* **Set task**: Copy out the items below, changing every "marker" to "dot" and keeping all else unchanged. Leave the pictures out.

* **Input data**:
"""
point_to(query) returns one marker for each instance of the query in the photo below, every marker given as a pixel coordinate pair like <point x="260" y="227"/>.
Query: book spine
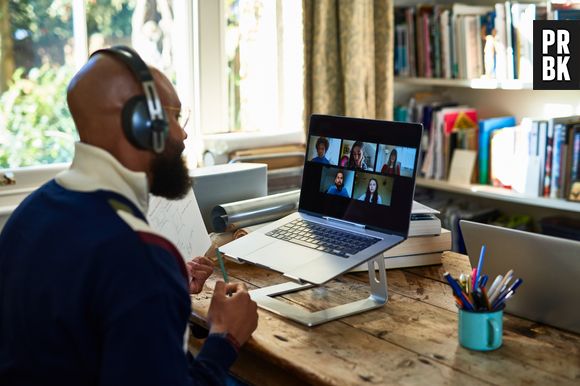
<point x="559" y="134"/>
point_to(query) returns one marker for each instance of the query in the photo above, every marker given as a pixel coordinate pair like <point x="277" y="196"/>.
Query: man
"""
* **Completed exercise**:
point_to(query) returns one dot for each instance of the query in the photo below, every dot given as a pixel coordinate pair like <point x="260" y="227"/>.
Query: book spine
<point x="559" y="134"/>
point_to(query) returns one dot for each instance of the query in the photo above, every dot given as a pixel coordinate pair like <point x="277" y="196"/>.
Query: man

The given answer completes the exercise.